Questions to answer:
• 1. In the passage below on adjusting for baseline characteristics in randomized trials, reproduce the part that opens with "Common statistical adjustment" and closes with "of treatment weighting).", and switch "regression model" to "regression modeling" in it.
• 2. Turn the paragraph of the baseline-adjustment passage that begins "It is most important to adjust" into a short bulleted list that keeps its main facts.

Extract:
------------------------------------------------------------

At first glance, one may think the answer is no. Randomization should insure that baseline characteristics are balanced across trial arms. In practice, however, sometimes baseline characteristics due differ somewhat by trial arm simply by chance, especially in smaller randomized controlled trials (RCTs). A JAMA Guide to Statistics and Methods by Holmberg et al. 2022 provides justification for why you would want to adjust for baseline characteristics in many cases.
…adjusting for baseline characteristics in the analysis of RCTs is advised by both the European Medicines Agency and the US Food and Drug Administration because it may improve statistical efficiency, enhancing the ability to draw a reliable conclusion from the available dat
It is most important to adjust for baseline characteristics if there are differences in characteristics across treatment arms and if the characteristic(s) of interest are known prognostic factors or effect modifiers. Ideally, these characteristics would be pre-specified in the trial protocol. If a researcher does decide to make these adjustments, they must determine which variables to adjust for, the statistical method to use, how to handle missing data, and how to report the unadjusted and adjusted results.
Common statistical adjustment approaches include regression model (linear for continuous variables, negative binomial for count variables, logistic for binomial variables), but other methods are possible (eg, inverse probability of treatment weighting).
What do you gain (statistically) by adjusting for baseline characteristics?
By accounting for factors influencing the outcome other than the randomly assigned intervention, adjustment leads to increased statistical power (ie, the ability to detect a treatment effect when present) and may increase precision in the estimation of the treatment effect, depending on the type of outcome. Analyses of hypothetical trials have suggested that the relative increase in effective sample size may be up to 20% by adjusting for baseline characteristics, although the actual increase is strongly dependent on the prognostic value of the baseline characteristics included in the model.

------------------------------------------------------------

Extracted entries:
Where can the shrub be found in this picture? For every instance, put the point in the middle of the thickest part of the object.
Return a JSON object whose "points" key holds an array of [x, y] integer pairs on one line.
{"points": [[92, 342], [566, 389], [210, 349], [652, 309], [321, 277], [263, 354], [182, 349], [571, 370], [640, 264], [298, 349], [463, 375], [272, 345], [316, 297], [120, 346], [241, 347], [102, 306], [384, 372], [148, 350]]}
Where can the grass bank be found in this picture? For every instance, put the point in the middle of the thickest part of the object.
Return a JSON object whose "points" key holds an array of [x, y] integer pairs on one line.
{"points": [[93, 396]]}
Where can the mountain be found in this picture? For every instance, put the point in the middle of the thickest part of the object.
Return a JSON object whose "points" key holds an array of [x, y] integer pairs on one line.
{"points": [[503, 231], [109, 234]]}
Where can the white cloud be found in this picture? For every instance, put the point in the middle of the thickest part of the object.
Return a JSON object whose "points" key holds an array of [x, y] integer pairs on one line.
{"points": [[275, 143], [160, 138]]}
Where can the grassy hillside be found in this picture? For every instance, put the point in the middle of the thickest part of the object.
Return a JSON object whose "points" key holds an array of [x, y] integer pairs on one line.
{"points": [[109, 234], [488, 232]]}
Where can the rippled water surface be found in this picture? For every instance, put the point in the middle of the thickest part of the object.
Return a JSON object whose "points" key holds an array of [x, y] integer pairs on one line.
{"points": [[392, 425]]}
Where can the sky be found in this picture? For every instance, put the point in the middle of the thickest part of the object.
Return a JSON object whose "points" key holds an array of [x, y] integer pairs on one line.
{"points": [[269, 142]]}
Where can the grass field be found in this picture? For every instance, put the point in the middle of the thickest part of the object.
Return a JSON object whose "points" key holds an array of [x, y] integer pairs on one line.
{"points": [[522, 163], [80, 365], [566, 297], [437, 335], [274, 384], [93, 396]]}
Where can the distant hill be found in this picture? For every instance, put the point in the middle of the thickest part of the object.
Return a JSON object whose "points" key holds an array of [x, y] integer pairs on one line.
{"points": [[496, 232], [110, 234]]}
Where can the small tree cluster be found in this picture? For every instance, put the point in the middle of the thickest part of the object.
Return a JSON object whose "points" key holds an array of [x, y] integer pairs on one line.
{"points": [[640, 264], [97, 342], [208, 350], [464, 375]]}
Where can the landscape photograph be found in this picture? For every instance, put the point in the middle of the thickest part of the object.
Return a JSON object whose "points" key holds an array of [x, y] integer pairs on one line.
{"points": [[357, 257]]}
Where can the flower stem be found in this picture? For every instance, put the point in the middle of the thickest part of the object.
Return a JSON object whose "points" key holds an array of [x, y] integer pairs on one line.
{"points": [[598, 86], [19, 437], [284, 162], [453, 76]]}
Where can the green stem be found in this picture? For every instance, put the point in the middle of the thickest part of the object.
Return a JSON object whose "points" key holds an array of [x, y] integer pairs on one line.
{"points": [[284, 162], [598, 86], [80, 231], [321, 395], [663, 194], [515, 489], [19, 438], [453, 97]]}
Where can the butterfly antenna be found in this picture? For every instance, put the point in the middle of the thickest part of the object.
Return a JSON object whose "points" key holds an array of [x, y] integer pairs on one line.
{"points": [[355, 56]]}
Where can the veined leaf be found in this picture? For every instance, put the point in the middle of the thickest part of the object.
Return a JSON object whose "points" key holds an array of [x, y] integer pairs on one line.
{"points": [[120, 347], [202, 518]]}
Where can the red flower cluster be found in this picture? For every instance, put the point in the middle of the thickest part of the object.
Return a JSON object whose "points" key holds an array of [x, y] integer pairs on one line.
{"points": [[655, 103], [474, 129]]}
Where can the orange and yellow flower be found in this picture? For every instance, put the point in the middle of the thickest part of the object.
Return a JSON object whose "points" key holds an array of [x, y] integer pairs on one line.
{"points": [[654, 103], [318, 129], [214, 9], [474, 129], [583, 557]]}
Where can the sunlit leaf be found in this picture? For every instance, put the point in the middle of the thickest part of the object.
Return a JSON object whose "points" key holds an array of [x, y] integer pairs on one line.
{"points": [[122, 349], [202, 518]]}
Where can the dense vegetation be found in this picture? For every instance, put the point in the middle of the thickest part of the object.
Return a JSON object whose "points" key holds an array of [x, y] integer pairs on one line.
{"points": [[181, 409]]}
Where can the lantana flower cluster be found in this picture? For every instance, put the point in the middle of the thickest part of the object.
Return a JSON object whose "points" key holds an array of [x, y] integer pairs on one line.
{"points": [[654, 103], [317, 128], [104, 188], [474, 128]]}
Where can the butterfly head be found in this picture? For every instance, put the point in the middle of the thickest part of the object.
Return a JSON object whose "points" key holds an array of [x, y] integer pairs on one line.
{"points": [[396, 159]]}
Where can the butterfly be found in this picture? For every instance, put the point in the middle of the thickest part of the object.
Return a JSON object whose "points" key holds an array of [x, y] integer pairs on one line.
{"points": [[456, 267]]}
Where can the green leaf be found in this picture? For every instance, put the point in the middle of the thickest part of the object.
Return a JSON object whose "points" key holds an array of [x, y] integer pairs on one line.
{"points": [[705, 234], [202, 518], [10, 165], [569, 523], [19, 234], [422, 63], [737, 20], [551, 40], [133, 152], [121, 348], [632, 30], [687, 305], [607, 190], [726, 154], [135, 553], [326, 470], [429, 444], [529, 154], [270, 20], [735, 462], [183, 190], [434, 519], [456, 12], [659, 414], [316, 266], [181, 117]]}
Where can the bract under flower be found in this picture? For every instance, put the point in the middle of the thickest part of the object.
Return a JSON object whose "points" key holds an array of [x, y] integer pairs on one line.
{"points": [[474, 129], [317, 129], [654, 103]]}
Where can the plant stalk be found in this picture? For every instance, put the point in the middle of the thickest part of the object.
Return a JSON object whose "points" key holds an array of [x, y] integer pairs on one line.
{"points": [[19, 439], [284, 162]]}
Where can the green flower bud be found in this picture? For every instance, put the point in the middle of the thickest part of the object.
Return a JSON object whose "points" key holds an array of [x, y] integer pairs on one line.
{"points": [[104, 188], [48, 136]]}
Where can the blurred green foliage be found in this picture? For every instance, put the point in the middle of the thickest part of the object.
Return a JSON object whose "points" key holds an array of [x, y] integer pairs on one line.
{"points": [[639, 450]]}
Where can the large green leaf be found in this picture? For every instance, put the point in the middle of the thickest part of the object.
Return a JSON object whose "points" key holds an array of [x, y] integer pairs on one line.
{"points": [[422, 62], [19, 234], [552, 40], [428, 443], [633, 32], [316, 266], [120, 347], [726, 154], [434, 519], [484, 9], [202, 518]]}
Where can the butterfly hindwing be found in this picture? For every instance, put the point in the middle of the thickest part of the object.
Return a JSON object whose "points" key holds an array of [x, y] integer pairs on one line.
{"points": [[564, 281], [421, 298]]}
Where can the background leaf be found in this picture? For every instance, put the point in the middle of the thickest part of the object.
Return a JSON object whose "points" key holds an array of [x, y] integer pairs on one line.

------------------------------------------------------------

Answers by item:
• 1.
Common statistical adjustment approaches include regression modeling (linear for continuous variables, negative binomial for count variables, logistic for binomial variables), but other methods are possible (eg, inverse probability of treatment weighting).

• 2.
- Adjustment matters most when characteristics differ across treatment arms and are known prognostic factors or effect modifiers.
- Ideally, these characteristics are pre-specified in the trial protocol.
- A researcher who adjusts must decide which variables to adjust for, which statistical method to use, how to handle missing data, and how to report both unadjusted and adjusted results.